## PROBLEM TO WORK ON
Reproduce each line exactly, including spacing and punctuation.

[Collection entries]

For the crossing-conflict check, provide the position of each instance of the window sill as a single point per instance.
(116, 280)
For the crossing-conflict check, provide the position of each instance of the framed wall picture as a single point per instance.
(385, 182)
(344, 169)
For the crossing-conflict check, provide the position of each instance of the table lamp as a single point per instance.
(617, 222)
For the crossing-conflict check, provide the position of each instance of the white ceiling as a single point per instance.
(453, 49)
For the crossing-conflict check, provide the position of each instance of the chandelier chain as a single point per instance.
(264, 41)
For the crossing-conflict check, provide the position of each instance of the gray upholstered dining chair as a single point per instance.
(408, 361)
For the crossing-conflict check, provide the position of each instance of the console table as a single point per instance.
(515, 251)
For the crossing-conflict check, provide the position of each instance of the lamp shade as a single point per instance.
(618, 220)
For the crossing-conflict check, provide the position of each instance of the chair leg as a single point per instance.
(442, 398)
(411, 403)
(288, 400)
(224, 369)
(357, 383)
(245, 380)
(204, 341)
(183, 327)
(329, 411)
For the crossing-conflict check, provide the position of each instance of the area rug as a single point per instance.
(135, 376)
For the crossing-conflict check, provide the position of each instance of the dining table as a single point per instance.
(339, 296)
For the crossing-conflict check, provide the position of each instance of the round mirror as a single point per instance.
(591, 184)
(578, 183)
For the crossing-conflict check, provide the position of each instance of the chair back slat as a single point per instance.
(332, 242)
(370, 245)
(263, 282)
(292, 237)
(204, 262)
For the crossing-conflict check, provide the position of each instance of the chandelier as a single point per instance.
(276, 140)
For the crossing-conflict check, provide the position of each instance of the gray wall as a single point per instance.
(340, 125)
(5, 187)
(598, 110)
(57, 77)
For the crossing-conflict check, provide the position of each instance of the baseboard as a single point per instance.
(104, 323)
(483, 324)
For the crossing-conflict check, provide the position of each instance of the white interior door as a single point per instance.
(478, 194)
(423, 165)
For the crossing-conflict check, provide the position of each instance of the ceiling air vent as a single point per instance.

## EXPECTED ANSWER
For the crossing-conflict check, provide the position of each instance of the window sill as a single point per instance.
(116, 280)
For the crossing-conflict check, provide the position of each instance of the framed wall picture as a single point per instance.
(385, 182)
(344, 169)
For the crossing-conflict check, provide the position of each instance of the table lamp as a single point per instance.
(617, 222)
For the crossing-conflict check, provide the position of each instance of the white ceiling as a single point per instance.
(453, 49)
For the crossing-conflict check, provide the position of each instance of the chandelier chain as a single point per instance.
(264, 41)
For the crossing-conflict check, provide the position of each instance of the gray upholstered dining chair as a single point per instance.
(408, 361)
For the crossing-conflict check, provide the position of each instance of the console table as a single point per instance.
(515, 251)
For the crossing-conflict check, provide the position of each instance of the lamp shade as a single point per instance.
(618, 220)
For the crossing-conflict check, provide the position of each instance of the chair leg as a single point per instance.
(442, 398)
(411, 403)
(288, 400)
(224, 369)
(357, 383)
(245, 380)
(204, 341)
(183, 327)
(329, 411)
For the crossing-conflict check, provide the position of each instance of the area rug as a single point per instance.
(135, 376)
For the crossing-conflict check, provide the position of each instance of the dining table as a single point per instance.
(339, 296)
For the crossing-conflict check, provide the position of each instance of the round mirror as a single point per instance.
(591, 184)
(578, 183)
For the crossing-conflict check, provide the position of each instance of the chair back slat as a single point per instance.
(332, 242)
(370, 245)
(263, 282)
(292, 237)
(204, 262)
For the crossing-conflict check, provide the position of each instance of the chandelier as a single point per instance.
(276, 140)
For the crossing-conflict check, provide the position of each instance of the gray wall as a single point per instance.
(340, 125)
(5, 187)
(598, 110)
(57, 77)
For the crossing-conflict check, provide the position of each instance of the baseboard as a single point per instance.
(104, 323)
(483, 324)
For the crossing-conflict check, provide the position of each instance of the white interior door as a single point per instance.
(478, 194)
(423, 165)
For the crossing-conflict check, provide the position of each instance of the ceiling air vent as a single point per instance.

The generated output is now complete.